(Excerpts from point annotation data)
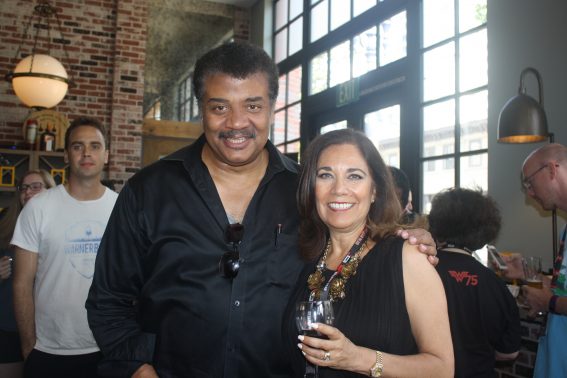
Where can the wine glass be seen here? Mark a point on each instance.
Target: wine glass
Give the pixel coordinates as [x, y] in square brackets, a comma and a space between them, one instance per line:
[309, 312]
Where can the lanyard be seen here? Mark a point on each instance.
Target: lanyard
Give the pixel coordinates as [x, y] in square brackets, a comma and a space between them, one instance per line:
[558, 259]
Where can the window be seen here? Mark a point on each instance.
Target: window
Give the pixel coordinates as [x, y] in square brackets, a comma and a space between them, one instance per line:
[454, 95]
[286, 129]
[288, 28]
[358, 55]
[187, 106]
[333, 126]
[383, 128]
[154, 112]
[427, 115]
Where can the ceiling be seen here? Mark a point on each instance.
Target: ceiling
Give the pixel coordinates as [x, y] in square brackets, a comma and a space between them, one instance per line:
[179, 31]
[236, 3]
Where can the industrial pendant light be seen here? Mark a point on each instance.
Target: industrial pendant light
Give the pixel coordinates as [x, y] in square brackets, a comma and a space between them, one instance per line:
[40, 80]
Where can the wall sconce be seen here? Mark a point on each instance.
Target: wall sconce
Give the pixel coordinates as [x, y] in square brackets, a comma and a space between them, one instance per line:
[39, 80]
[522, 120]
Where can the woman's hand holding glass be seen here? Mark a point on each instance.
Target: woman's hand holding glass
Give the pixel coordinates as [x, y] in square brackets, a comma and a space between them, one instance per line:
[335, 350]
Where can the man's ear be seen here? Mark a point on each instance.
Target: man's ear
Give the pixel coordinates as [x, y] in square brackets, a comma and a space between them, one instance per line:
[553, 167]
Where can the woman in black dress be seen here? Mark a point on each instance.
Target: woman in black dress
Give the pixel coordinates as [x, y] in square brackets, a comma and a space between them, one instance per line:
[390, 308]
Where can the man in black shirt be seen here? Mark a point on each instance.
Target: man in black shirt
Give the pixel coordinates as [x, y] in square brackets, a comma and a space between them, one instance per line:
[200, 253]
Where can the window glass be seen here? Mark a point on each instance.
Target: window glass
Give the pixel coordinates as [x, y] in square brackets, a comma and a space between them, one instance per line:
[439, 72]
[340, 13]
[333, 126]
[393, 39]
[473, 114]
[295, 8]
[438, 21]
[383, 128]
[281, 46]
[473, 61]
[319, 21]
[473, 171]
[340, 64]
[436, 178]
[278, 134]
[281, 13]
[472, 13]
[364, 52]
[296, 36]
[293, 147]
[194, 107]
[281, 99]
[294, 87]
[438, 126]
[318, 70]
[360, 6]
[293, 121]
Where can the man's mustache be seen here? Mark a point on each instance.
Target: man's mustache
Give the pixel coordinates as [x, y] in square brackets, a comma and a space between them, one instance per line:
[244, 133]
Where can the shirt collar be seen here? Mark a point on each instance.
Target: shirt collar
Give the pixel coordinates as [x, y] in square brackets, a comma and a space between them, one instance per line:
[191, 155]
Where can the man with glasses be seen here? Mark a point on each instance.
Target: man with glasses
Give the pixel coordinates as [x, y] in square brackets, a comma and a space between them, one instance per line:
[56, 239]
[200, 254]
[545, 179]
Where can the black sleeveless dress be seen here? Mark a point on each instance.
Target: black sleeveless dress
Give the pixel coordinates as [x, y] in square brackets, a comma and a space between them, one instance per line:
[373, 314]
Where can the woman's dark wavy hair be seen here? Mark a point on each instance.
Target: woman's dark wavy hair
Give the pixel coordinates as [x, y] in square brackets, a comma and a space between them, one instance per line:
[384, 212]
[464, 217]
[238, 60]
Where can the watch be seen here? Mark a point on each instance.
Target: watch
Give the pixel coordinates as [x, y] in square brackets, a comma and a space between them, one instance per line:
[553, 304]
[376, 369]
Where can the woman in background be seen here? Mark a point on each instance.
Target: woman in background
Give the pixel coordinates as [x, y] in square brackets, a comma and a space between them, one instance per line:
[390, 310]
[485, 323]
[31, 184]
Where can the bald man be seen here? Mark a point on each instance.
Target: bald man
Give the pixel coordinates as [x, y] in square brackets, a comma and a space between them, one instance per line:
[544, 177]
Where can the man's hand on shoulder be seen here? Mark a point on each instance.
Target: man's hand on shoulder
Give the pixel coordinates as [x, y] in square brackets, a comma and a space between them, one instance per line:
[145, 371]
[424, 242]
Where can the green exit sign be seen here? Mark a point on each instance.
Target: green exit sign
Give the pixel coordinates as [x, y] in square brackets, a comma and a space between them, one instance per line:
[348, 92]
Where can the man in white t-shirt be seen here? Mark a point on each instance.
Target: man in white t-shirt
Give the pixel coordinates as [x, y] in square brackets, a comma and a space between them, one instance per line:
[56, 238]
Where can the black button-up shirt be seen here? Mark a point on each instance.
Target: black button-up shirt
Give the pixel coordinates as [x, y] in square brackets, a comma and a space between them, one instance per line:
[157, 295]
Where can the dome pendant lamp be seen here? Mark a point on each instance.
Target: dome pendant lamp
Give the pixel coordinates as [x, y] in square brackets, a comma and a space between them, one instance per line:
[40, 80]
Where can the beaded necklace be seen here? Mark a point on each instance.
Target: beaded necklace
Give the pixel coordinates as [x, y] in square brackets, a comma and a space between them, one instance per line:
[335, 286]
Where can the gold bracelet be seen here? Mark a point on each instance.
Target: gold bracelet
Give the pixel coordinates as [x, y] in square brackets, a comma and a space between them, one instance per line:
[378, 367]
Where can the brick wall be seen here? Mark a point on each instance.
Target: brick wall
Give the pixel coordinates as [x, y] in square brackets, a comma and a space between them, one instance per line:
[106, 45]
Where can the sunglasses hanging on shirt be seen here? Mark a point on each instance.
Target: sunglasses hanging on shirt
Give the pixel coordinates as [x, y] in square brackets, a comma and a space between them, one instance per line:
[229, 263]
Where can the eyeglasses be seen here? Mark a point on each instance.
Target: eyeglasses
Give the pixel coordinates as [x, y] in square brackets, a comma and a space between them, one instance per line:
[34, 187]
[527, 182]
[229, 263]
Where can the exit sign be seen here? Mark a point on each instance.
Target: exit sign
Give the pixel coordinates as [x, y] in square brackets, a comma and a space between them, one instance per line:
[348, 92]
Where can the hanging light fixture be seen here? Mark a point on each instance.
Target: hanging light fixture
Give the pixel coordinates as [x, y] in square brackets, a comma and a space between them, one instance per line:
[522, 119]
[39, 80]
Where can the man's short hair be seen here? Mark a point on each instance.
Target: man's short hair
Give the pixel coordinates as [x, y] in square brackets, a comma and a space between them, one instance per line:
[84, 121]
[239, 60]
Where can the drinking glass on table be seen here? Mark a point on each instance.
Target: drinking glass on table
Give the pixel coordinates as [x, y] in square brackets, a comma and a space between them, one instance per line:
[532, 272]
[306, 314]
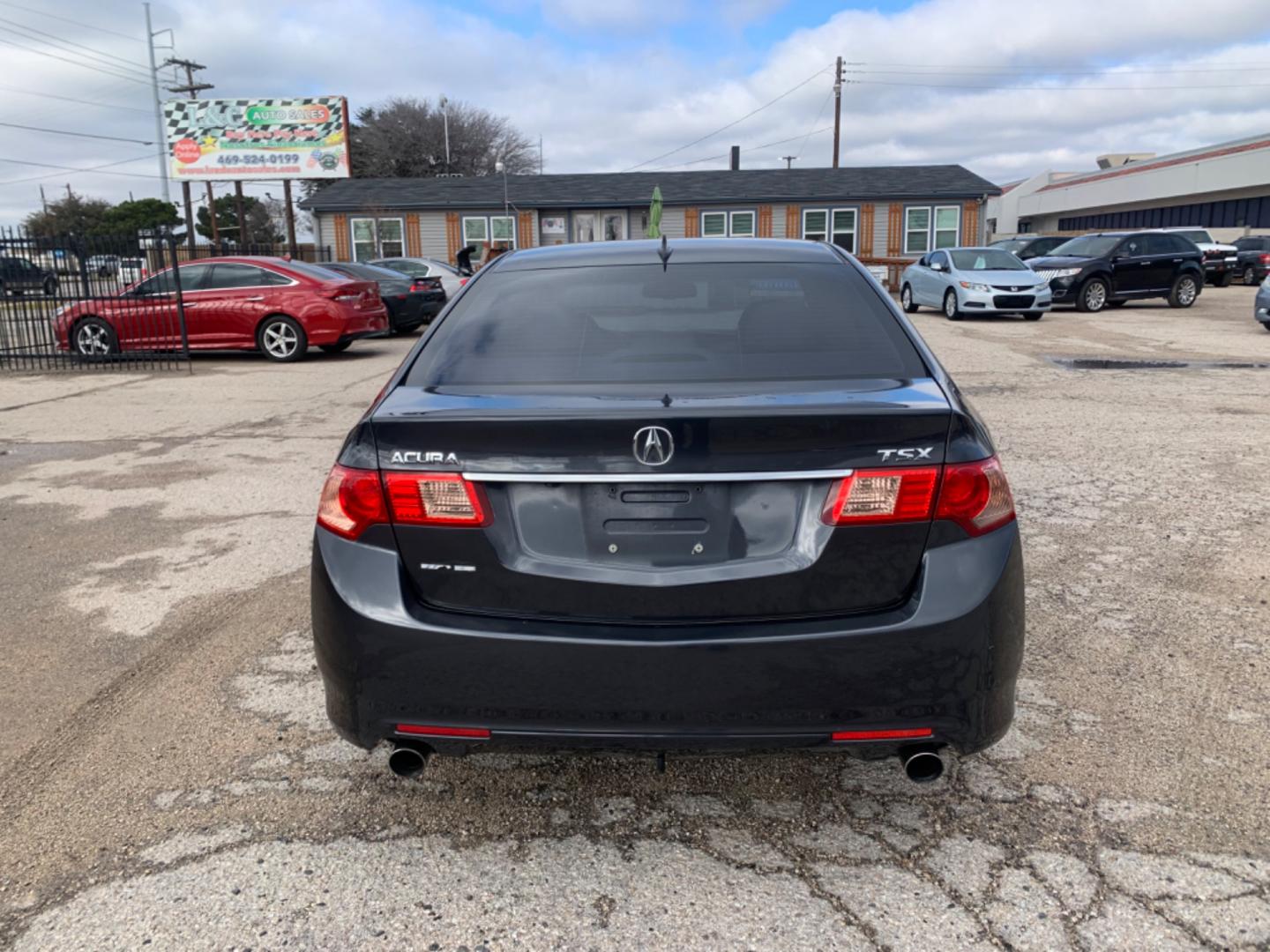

Set task
Pull out every line in the records that contains the word "brick" and copy each one. Match capitalization exactly.

Output for this exercise
Where can the brick wall be seen here? Mark a point on each instance.
Target: brick wall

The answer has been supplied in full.